本文の一部
理化学研究所(理研)、東京大学および日本医療研究開発機構(AMED)の3者は、レム睡眠に必須な2つの遺伝子を発見したほか、レム睡眠がほぼなくなっても生存するマウスの作製に成功したことを発表した。

同成果は、理研 生命機能科学研究センター合成生物学研究チームの上田泰己チームリーダー(東京大学大学院医学系研究科機能生物学専攻システムズ薬理学 教授)、丹羽康貴 基礎科学特別研究員(研究当時)、神田元紀 研究員、山田陸裕 上級研究員らの国際共同研究グループによるもの。詳細は米国のオンライン科学雑誌「Cell Reports」に掲載された

生物の睡眠はノンレム睡眠と、レム睡眠に分けられるが、レム睡眠は、身体は寝ているのに頭は起きている(覚醒時と同じ)という中間状態で、「夢を見る」、「記憶が固定化される」といったさまざまなイベントが生じることがこれまでの研究から分かっているものの、レム睡眠がどのように作られるのかについては、神経回路レベルでの詳細は徐々に分かりつつあるが、分子・遺伝子レベルではよく分かっていなかった。

神経伝達物質のアセチルコリンは、レム睡眠を制御する分子候補と考えられているが、脳内のアセチルコリン受容体は11種類のニコチン型受容体と5種類のムスカリン型受容体が存在しており、それらを調べるためには膨大な時間と労力が必要とされてきたことから、これまでアセチルコリンがレム睡眠に本当に不可欠であるかどうかについてはよく分かっていなかった。

そこで、研究グループは今回、マウスにおけるアセチルコリンの役割の評価を実施。個体レベルの包括的な遺伝学的手法を駆使することで、睡眠量の制御にとって重要となる遺伝子「TrkA」ならびに、TrkA遺伝子が発現する神経細胞のうち、コリン作動性神経が睡眠量の制御に重要であることを確認。さらに、詳細な解析を行なった結果、「Chrm1」ならびに「Chrm3」と呼ばれる2つのムスカリン型アセチルコリン受容体が、睡眠量調節、特にレム睡眠を引き起こすために不可欠であることを確認したとする。

解くべき課題
レム睡眠に欠かせない遺伝子の発見を伝える本文を、最後の文の次から引き継いで書き進めてください。

データ抜粋

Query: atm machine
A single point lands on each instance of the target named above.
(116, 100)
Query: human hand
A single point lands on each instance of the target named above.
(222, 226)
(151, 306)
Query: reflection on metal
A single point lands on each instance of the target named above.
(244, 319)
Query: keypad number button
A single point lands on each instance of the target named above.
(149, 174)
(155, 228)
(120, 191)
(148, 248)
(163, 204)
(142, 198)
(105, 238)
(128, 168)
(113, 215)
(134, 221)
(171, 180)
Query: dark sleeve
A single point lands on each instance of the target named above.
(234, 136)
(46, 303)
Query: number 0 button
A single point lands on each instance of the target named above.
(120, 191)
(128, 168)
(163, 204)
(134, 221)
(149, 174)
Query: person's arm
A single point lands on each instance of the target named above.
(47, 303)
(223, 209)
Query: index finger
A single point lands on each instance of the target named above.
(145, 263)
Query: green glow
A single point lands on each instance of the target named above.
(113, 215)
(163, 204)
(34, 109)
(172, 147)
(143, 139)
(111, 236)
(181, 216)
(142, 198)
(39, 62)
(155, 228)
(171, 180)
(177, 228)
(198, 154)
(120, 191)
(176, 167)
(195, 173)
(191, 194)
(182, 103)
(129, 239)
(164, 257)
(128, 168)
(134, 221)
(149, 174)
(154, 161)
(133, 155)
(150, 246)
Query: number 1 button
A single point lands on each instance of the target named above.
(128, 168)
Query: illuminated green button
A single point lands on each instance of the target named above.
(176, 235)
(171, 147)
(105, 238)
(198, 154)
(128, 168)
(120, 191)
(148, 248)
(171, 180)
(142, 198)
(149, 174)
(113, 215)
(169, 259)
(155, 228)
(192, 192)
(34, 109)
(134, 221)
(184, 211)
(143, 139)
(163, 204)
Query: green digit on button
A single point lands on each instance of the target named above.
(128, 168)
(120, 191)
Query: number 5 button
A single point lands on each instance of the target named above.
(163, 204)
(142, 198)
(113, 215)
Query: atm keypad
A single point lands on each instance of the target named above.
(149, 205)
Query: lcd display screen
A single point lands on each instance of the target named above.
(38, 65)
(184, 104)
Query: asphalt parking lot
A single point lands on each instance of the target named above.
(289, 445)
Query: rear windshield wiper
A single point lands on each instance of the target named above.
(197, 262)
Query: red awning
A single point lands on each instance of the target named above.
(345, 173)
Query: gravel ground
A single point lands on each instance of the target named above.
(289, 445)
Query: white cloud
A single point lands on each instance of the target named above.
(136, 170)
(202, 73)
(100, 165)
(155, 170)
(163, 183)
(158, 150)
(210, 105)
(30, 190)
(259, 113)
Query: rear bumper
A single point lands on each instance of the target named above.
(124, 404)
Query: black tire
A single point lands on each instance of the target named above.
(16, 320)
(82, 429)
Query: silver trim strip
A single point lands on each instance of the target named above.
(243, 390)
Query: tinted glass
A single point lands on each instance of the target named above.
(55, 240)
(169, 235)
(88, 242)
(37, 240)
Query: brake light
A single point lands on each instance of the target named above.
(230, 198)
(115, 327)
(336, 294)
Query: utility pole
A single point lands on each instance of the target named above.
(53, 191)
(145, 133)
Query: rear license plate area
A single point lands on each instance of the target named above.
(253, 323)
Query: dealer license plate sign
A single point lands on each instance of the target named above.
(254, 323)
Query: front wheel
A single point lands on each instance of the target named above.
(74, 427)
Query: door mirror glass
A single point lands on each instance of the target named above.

課題の解答
  • 野生型マウスと遺伝子欠失マウスとの睡眠比較

    野生型のマウスと、Chrm1/Chrm3遺伝子を欠失させたマウスの睡眠量の比較。遺伝子欠失マウスからはレム睡眠がほとんど検出されなかった (出所:AMED Webサイト)

研究グループは今回の成果について、レム睡眠を特異的に操作する技術や薬剤の開発につなげられるものとしており、今後、さらなる睡眠研究ならびに睡眠障害に対する効果的な治療薬の開発が進展することが期待できるとするほか、今回の研究を通して生み出された遺伝子欠損マウスからはレム睡眠がほとんど検出されなかったにも関わらず、少なくとも同マウスは問題がない様子として確認されたことから、レム睡眠が生物にとって、本当に必須なのか、必須であればどのような役割を持っているのか、そして睡眠はどこまで削れるのか、といった問題を検証していくことも求められるようになる、としている。